> Position annotation records:

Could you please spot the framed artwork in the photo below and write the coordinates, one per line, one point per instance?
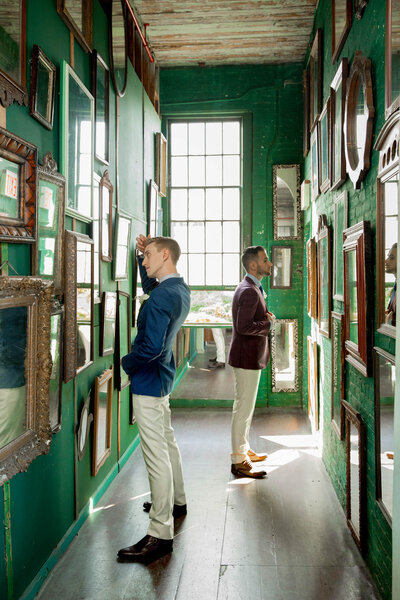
(392, 58)
(161, 164)
(355, 474)
(106, 199)
(338, 374)
(78, 302)
(313, 400)
(13, 53)
(282, 272)
(56, 350)
(25, 370)
(286, 202)
(285, 356)
(78, 17)
(315, 79)
(340, 25)
(102, 421)
(340, 224)
(108, 319)
(18, 164)
(324, 276)
(324, 148)
(338, 101)
(357, 297)
(101, 94)
(312, 289)
(358, 119)
(122, 243)
(48, 259)
(77, 143)
(387, 214)
(123, 340)
(43, 85)
(384, 380)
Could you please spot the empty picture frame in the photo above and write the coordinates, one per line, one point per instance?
(102, 421)
(18, 163)
(25, 370)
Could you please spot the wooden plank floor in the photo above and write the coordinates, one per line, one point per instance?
(282, 538)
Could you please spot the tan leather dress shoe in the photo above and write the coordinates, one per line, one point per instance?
(246, 469)
(254, 457)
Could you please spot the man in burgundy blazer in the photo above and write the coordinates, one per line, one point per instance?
(248, 355)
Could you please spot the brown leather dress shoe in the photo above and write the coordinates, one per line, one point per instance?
(245, 469)
(254, 457)
(146, 550)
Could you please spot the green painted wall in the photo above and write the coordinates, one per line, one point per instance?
(269, 99)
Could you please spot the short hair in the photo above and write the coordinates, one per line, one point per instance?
(249, 254)
(169, 243)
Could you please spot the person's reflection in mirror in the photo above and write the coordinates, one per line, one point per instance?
(391, 268)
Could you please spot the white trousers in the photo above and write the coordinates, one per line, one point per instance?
(163, 462)
(245, 388)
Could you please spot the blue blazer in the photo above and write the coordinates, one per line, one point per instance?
(151, 364)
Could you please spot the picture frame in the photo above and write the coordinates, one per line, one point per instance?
(13, 69)
(101, 94)
(355, 474)
(48, 257)
(384, 383)
(43, 85)
(122, 241)
(358, 282)
(108, 323)
(18, 165)
(340, 224)
(282, 272)
(78, 302)
(78, 17)
(102, 419)
(106, 210)
(25, 313)
(77, 140)
(340, 25)
(338, 374)
(324, 262)
(338, 101)
(161, 164)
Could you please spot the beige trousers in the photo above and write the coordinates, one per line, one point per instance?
(163, 462)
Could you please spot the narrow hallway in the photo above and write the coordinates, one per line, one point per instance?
(283, 538)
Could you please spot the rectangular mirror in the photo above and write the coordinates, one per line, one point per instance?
(77, 143)
(385, 380)
(284, 356)
(286, 197)
(282, 270)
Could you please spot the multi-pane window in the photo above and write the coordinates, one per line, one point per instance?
(205, 200)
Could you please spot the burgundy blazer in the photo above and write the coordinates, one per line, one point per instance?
(250, 344)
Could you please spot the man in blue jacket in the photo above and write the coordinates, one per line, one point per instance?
(151, 367)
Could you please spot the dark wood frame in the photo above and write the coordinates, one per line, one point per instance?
(23, 154)
(358, 162)
(273, 260)
(337, 369)
(96, 61)
(48, 173)
(39, 56)
(358, 239)
(105, 377)
(37, 296)
(338, 89)
(11, 90)
(339, 37)
(105, 183)
(84, 36)
(353, 417)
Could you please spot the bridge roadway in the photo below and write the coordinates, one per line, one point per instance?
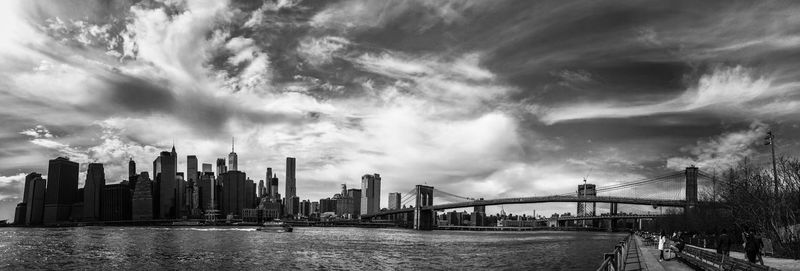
(603, 199)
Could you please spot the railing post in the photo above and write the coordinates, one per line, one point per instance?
(609, 257)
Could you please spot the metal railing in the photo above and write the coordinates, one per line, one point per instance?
(616, 260)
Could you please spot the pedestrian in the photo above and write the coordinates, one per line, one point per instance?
(760, 245)
(724, 243)
(661, 242)
(751, 247)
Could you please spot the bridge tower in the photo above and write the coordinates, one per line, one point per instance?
(424, 217)
(691, 188)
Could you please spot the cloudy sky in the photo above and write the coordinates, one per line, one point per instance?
(477, 98)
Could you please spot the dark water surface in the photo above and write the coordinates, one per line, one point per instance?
(154, 248)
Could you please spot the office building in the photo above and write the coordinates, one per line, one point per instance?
(165, 171)
(327, 205)
(261, 192)
(142, 198)
(305, 208)
(394, 201)
(221, 167)
(62, 187)
(35, 195)
(355, 194)
(233, 192)
(586, 208)
(268, 187)
(192, 175)
(233, 159)
(131, 168)
(370, 194)
(93, 191)
(116, 202)
(291, 189)
(22, 208)
(291, 185)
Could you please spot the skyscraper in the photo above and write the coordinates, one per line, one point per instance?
(221, 167)
(142, 199)
(261, 191)
(22, 208)
(370, 193)
(394, 201)
(131, 168)
(93, 191)
(35, 194)
(167, 184)
(291, 189)
(191, 169)
(62, 187)
(233, 159)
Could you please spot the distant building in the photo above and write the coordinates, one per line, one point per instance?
(586, 208)
(192, 175)
(206, 189)
(394, 201)
(233, 159)
(291, 185)
(233, 192)
(165, 171)
(93, 191)
(62, 187)
(35, 194)
(22, 208)
(116, 202)
(131, 169)
(260, 190)
(221, 167)
(142, 198)
(370, 193)
(327, 205)
(355, 194)
(305, 208)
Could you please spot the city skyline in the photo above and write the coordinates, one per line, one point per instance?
(495, 108)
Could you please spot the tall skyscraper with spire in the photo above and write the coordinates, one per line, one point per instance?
(291, 189)
(233, 159)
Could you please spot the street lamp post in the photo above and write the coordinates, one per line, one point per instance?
(770, 140)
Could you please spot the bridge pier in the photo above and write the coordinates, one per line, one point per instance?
(424, 218)
(614, 210)
(691, 189)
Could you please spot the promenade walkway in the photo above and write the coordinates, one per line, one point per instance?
(777, 263)
(649, 259)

> Problem details: Exclude the pictures. Write out the remaining data exactly.

> Task answer:
Could you please spot the framed artwork in the photo below and write the coordinates, one per line, one point per instance?
(392, 58)
(161, 164)
(355, 474)
(106, 199)
(338, 374)
(78, 302)
(313, 400)
(13, 53)
(282, 272)
(56, 350)
(25, 370)
(286, 202)
(285, 356)
(78, 17)
(315, 79)
(340, 25)
(102, 421)
(340, 224)
(108, 319)
(18, 164)
(324, 276)
(324, 148)
(338, 101)
(357, 297)
(101, 94)
(312, 289)
(358, 119)
(122, 243)
(48, 259)
(77, 143)
(387, 214)
(123, 340)
(43, 85)
(384, 380)
Could you please spot the empty picture frame in the photo above and write the coordinates, one per line, one point per instance?
(102, 421)
(18, 163)
(25, 370)
Could you please spot the wooden plank floor in the photo above and write the coordinates, one per line, one point per instance?
(282, 538)
Could you please spot the tan leather dress shoe in the photo above and write the coordinates, one per line, one point per instance?
(246, 469)
(254, 457)
Could you please spot the man in burgundy blazer in the photo above and write the coordinates, one per line, one point per instance?
(248, 355)
Could you please spot the brown leather dress shoe in the photo above and write the coordinates, one per line, one point per instance?
(245, 469)
(254, 457)
(146, 550)
Could you please spot the green painted wall in the photo above and write the coordinates, one per line, one point per instance?
(269, 99)
Could you please spot the short hair in the photo above and write the coordinates, one per line, one point per instance?
(249, 254)
(169, 243)
Could you please spot the person's reflection in mirror in the photo above and write the coordinates, one per line, one point per instance?
(391, 268)
Could you please spot the white trousers in the photo above and write the coordinates, one per line, one point per instance?
(163, 462)
(245, 388)
Could you please spot the blue blazer in the photo above and write the coordinates, one per line, one point per instance?
(151, 364)
Could you please spot the picture frame in the photo above and write the coordinates, one per line, one point per instance?
(13, 69)
(101, 94)
(355, 474)
(48, 257)
(384, 383)
(43, 85)
(122, 241)
(358, 282)
(108, 323)
(18, 165)
(340, 224)
(282, 272)
(78, 302)
(78, 17)
(102, 419)
(106, 210)
(25, 313)
(77, 140)
(340, 25)
(338, 374)
(324, 262)
(338, 101)
(161, 164)
Could you please spot the beige trousers in the photo above and write the coordinates, one per line, one point per instance?
(163, 462)
Could you please spot the narrow hallway in the photo above and write the coordinates, one per line, one point per instance?
(283, 538)
Could you please spot the rectangular mirror in the photo above and write the coordinates, one per line, one point per instance?
(77, 143)
(385, 380)
(284, 356)
(286, 197)
(282, 270)
Could you please spot the multi-pane window in the photo above and write the coordinates, one per line, one point per instance?
(205, 200)
Could you please spot the burgundy blazer in the photo above and write the coordinates, one per line, one point per instance?
(250, 344)
Could you please spot the man in blue jacket in the photo above and write the coordinates, one per line, one point per instance?
(151, 367)
Could you please spot the dark wood frame in the photo above and write the coordinates, one per line, one point per instance?
(23, 154)
(358, 162)
(273, 260)
(337, 369)
(96, 61)
(48, 173)
(39, 56)
(358, 239)
(105, 377)
(37, 296)
(338, 89)
(11, 90)
(339, 37)
(105, 183)
(84, 36)
(353, 417)
Could you please spot the bridge roadway in the photo below and write the coordinates, one per line, one point per instance?
(603, 199)
Could you please spot the railing post in the photo above and write the coordinates, one per line, one point per instance?
(609, 257)
Could you please spot the metal railing in the photo above and write the coordinates, one per line, one point per instance?
(616, 260)
Could you please spot the pedestrian in the photo above and write the coordinates, one per line, one point per instance?
(760, 245)
(724, 243)
(661, 242)
(751, 247)
Could you please spot the bridge tower in the photo above and write the coordinates, one per line, one point per instance?
(424, 217)
(691, 188)
Could you please spot the cloudy sky in the photo above and write the coordinates, one per line, one point per instance?
(477, 98)
Could you please spot the dark water surface in the photo above and write the coordinates, one per line, one point per instance?
(154, 248)
Could you please spot the office building in the photo above and write the coordinates, one per line, one point per instance?
(165, 171)
(327, 205)
(261, 192)
(142, 198)
(305, 208)
(394, 201)
(221, 167)
(62, 187)
(35, 195)
(355, 194)
(233, 192)
(586, 208)
(268, 187)
(192, 175)
(233, 159)
(131, 168)
(370, 194)
(93, 191)
(116, 202)
(291, 189)
(22, 208)
(291, 185)
Could you please spot the skyscraper in the photo above and write the coordinates, one per line, one point per instance?
(221, 167)
(142, 199)
(261, 191)
(22, 208)
(370, 193)
(394, 201)
(131, 168)
(93, 191)
(35, 194)
(167, 184)
(291, 189)
(191, 169)
(62, 187)
(233, 159)
Could you please spot the distant building in the photo above and write the coordinates, one per line, one point per instance?
(586, 208)
(192, 175)
(206, 189)
(394, 201)
(233, 159)
(291, 185)
(233, 192)
(165, 171)
(93, 191)
(62, 187)
(35, 194)
(22, 208)
(116, 202)
(131, 169)
(260, 190)
(221, 167)
(142, 198)
(370, 193)
(327, 205)
(355, 194)
(305, 208)
Could you please spot the city skyline in the photo above and write the coordinates, one per line, one point per instance?
(495, 108)
Could you please spot the tall skyscraper with spire in the photo above and write the coordinates, one per line, one point per instance?
(291, 189)
(233, 159)
Could you please spot the street lamp post in the photo above and write the coordinates, one per line, one point per instance?
(770, 140)
Could you please spot the bridge pier in the photo above and write the coordinates, one per line, one point per instance?
(424, 218)
(614, 210)
(691, 189)
Could you please spot the promenade walkway in the photo above and write the coordinates, one per line, one point per instance?
(777, 263)
(649, 259)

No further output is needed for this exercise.